* start SOURCE EXTRACT *

Integer constant folding in the presence of new primops

Wed Jun 19 18:39:01 CEST 2013

I mean, it certainly *seems* reasonable a 15% hit could come from
pipelining changes or cache behavior or something. I don't think
alignment would really be a huge issue; post-Nehalem I believe
non-aligned writes/reads are extremely cheap. Non-intuitive behavior
can totally happen too: I've seen cases of adding instructions to a
loop which speeds things up (e.g. by taking the extra step, you may
mitigate a dependency stall, which massively helps pipelining across
the loop body etc.)

Nicolas, can I ask what benchmark you're looking at? And what
performance tools are you using, Intels'? If you're on Linux, the
'perf' tool on a modern kernel can be used to quickly get an overview
of how many cache misses/hits your process has, how many pipeline
stalls occur, etc. You can then use it to drill down a bit into the
assembly that's problematic.

That might not give you an exact culprit (it could be many changes and
accumulative hits,) but it's a start.

On Wed, Jun 19, 2013 at 10:43 AM, Nicolas Frisby
<nicolas.frisby at gmail.com> wrote:
> I'm also seeing performance regressions in the shootout benchmarks that I
> can't identify in the asm. The new asm looks better but performs worse, with
> a ~15% slowdown.
>
> I fired up the performance counters in my CPU and the free Intel code for
> inspecting them showed that my CPU utilization took about a 10% hit, even
> while executing fewer total instructions.
>
>   1) Jan, perhaps we're seeing the same sort of behavior — the shootout
> benchmarks have extremely hot loops (hundreds of millions of iterations
> IIRC). I used ticky profiling too, and saw no suspicious changes in any
> counters.
>
>   2) Dear Low-level Gurus: How feasible is it that a ~15% slowdown in a
> program with a very hot loop is due to incidentally inhibiting some caching
> behavior (instr? data?)? Or perhaps effecting alignment? FTR my CPU is a
> Core i7-2620M, Sandy Bridge.
>
> Thanks all.
>
> On Wed, Jun 19, 2013 at 9:27 AM, Jan Stolarek <jan.stolarek at p.lodz.pl>
> wrote:
>>
>> > If it's not sorted out, can you open a ticket, put in the relevant info
>> > (so
>> > we don't need to look at the email trail), and we can tackle it when you
>> > get here.
>> Currently there's a temporary workaround: I'm using new folding rules for
>> all primitive types,
>> except for Integer, in which case I left the old folding rules unchanged.
>> This of course should
>> be modified to make all rules uniform, but for now it at least passes
>> validation. I didn't fill
>> the ticket, because the bug does not exist yet :) It only manifests itself
>> in my patches, which
>> have not been applied yet. I'll add all the information from this
>> discussion to my github fork of
>> GHC and then move it to Trac once the bug makes it to HEAD.
>>
>> What worries me more about my patches is the performance regression in
>> kahan, because I see no
>> obvious differences in the generated assembly.

* end SOURCE EXTRACT *
* start SUPPLIED INFORMATION *

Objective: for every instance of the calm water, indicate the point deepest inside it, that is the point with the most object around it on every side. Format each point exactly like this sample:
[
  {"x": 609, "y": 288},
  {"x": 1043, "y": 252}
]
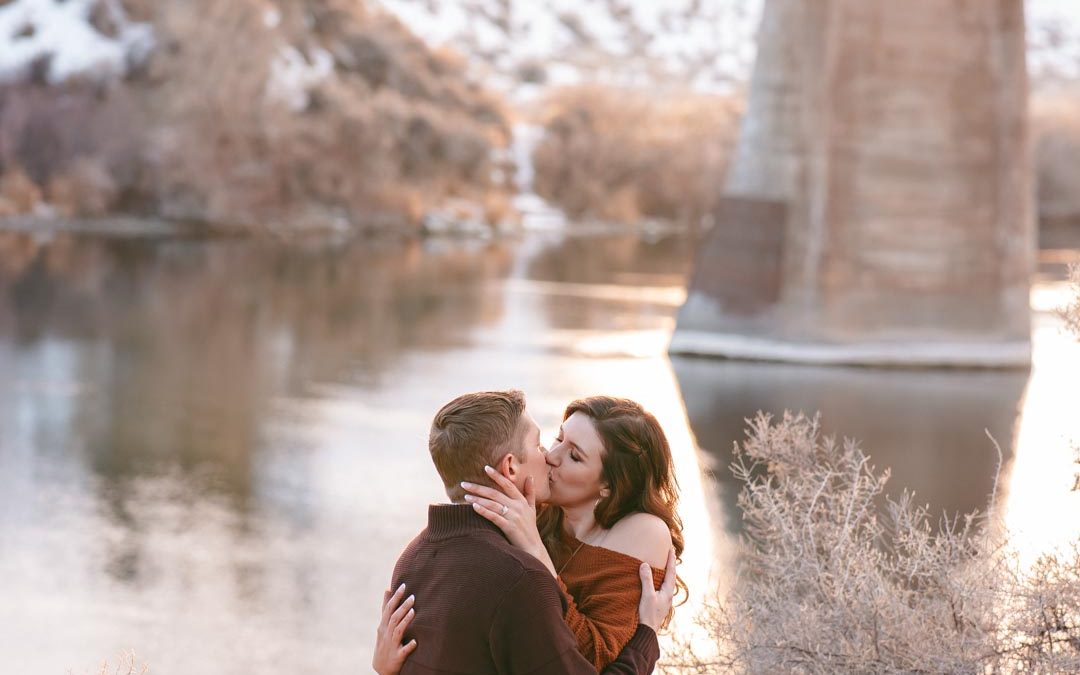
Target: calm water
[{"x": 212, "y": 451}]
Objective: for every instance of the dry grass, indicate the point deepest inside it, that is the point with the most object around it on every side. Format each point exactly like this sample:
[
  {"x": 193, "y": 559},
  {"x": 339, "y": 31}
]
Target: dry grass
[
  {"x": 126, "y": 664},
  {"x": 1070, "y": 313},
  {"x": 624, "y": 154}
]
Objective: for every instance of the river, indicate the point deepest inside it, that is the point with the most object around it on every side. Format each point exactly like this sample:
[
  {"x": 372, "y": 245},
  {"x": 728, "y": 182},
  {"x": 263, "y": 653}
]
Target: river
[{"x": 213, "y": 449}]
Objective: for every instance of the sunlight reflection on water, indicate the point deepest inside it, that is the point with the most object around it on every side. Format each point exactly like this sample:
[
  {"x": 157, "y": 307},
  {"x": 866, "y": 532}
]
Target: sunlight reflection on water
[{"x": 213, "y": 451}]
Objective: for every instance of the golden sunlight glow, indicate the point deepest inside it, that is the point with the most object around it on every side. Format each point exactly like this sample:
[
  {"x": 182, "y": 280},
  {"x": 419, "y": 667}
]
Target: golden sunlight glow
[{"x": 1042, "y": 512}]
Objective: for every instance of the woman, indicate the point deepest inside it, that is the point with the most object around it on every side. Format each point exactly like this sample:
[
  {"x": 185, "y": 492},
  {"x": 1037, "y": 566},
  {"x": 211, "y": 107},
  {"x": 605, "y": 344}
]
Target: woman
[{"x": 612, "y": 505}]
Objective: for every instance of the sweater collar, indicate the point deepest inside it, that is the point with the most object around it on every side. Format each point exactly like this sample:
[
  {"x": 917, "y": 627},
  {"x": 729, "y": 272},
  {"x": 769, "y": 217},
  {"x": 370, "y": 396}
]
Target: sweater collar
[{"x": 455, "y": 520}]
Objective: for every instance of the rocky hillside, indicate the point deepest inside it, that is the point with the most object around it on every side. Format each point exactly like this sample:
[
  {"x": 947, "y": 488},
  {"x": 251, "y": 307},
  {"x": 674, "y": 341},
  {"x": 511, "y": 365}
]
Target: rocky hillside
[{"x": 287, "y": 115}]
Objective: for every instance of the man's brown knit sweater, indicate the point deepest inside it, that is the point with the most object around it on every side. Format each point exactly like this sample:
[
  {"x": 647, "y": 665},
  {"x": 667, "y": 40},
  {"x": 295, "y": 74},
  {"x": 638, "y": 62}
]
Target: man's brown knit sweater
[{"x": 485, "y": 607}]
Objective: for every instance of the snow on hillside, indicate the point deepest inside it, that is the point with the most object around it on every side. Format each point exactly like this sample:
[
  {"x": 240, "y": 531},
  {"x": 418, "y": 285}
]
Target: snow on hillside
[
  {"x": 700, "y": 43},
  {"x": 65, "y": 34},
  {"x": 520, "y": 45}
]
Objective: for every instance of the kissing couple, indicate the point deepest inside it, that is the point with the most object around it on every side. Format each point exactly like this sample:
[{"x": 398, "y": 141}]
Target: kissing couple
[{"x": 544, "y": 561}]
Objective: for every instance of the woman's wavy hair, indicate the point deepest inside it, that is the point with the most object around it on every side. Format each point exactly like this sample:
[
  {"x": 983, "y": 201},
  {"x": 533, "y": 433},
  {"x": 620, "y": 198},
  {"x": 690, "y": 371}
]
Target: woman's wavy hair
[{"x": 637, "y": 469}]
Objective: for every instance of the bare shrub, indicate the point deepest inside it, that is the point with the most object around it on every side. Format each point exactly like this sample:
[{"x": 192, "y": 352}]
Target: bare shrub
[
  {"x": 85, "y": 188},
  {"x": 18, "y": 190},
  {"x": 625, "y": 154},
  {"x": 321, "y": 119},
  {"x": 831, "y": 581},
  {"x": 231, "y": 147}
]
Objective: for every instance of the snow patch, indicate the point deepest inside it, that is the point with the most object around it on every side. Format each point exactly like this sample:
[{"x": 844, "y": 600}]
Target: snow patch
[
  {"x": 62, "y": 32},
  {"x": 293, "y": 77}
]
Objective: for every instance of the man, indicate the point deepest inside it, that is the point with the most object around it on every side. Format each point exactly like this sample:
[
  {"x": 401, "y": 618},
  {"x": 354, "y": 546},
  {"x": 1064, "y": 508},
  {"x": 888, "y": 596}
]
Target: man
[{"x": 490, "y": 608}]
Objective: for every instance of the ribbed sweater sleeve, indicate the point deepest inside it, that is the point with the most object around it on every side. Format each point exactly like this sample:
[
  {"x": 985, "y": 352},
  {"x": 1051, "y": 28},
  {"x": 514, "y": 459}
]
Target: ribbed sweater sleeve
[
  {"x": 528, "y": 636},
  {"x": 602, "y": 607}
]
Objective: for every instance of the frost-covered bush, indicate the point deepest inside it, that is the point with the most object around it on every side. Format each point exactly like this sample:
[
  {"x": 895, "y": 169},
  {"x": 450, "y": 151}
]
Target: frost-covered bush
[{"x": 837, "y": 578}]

* end SUPPLIED INFORMATION *

EXERCISE REQUIREMENTS:
1. Can you reproduce, word for word, the stretch of the integer constant folding thread from "Wed Jun 19 18:39:01" through "loop body etc.)"?
2. Could you write the next part of the integer constant folding thread, picking up after its final sentence?

TASK-BY-TASK OUTPUTS:
1.
Wed Jun 19 18:39:01 CEST 2013

I mean, it certainly *seems* reasonable a 15% hit could come from
pipelining changes or cache behavior or something. I don't think
alignment would really be a huge issue; post-Nehalem I believe
non-aligned writes/reads are extremely cheap. Non-intuitive behavior
can totally happen too: I've seen cases of adding instructions to a
loop which speeds things up (e.g. by taking the extra step, you may
mitigate a dependency stall, which massively helps pipelining across
the loop body etc.)

2.
>>
>> Janek
>>
>> >
>> > Simon
>> >
>> > -----Original Message-----
>> > From: ghc-devs-bounces at haskell.org [mailto:ghc-devs-bounces at haskell.org]
>> > On
>> > Behalf Of Jan Stolarek Sent: 20 May 2013 12:35
>> > To: Ian Lynagh
>> > Cc: ghc-devs at haskell.org
>> > Subject: Re: Integer constant folding in the presence of new primops
>> >
>> > > If you remove everything but the quotInteger test from
>> > > integerConstantFolding and compile with -ddump-rule-rewrites then
>> > > you'll see that the eqInteger rule fires before quotInteger. This is
>> > > presumably comparing against 0, as the definition of quot for Integer
>> > > (in GHC.Real) is
>> > >     _ `quot` 0 = divZeroError
>> > >     n `quot` d = n `quotInteger` d
>> >
>> > Yes, I noticed these two rules firing together - perhaps that's the
>> > explanation why. I created a small program for testing:
>> >
>> > main = print quotInt
>> > quotInt :: Integer
>> > quotInt = 100063 `quot` 156
>> >
>> > I noticed that when I define eqInteger wrapper to be NOINLINE, the call
>> > to
>> > quot is translated to Core as:
>> >
>> > Main.quotInt =
>> >   GHC.Real.$fIntegralInteger_$cquot
>> >     (__integer 100063) (__integer 156)
>> >
>> > but when I change the wrapper to INLINE I get:
>> >
>> > Main.quotInt =
>> >   GHC.Real.$fNumRatio_$cquot             <-------- NumRatio instead of
>> > IntegralInteger (__integer 100063) (__integer 156)
>> >
>> > All rule firing happens later (I used -ddump-simpl-iterations
>> > -ddump-rule-firings), except that for $fNumRatio_$cquot the quot rules
>> > don't fire.
>> >
>> > > Do you also still have eqInteger wired in? It sounds like you might
>> > > have given them both the same unique?
>> >
>> > No, they didn't have the same unique. I modified the existing rules to
>> > work
>> > on the new primops and ignore their wrappers. At the moment I reverted
>> > these changes so that I can make progress and leave this problem for
>> > later.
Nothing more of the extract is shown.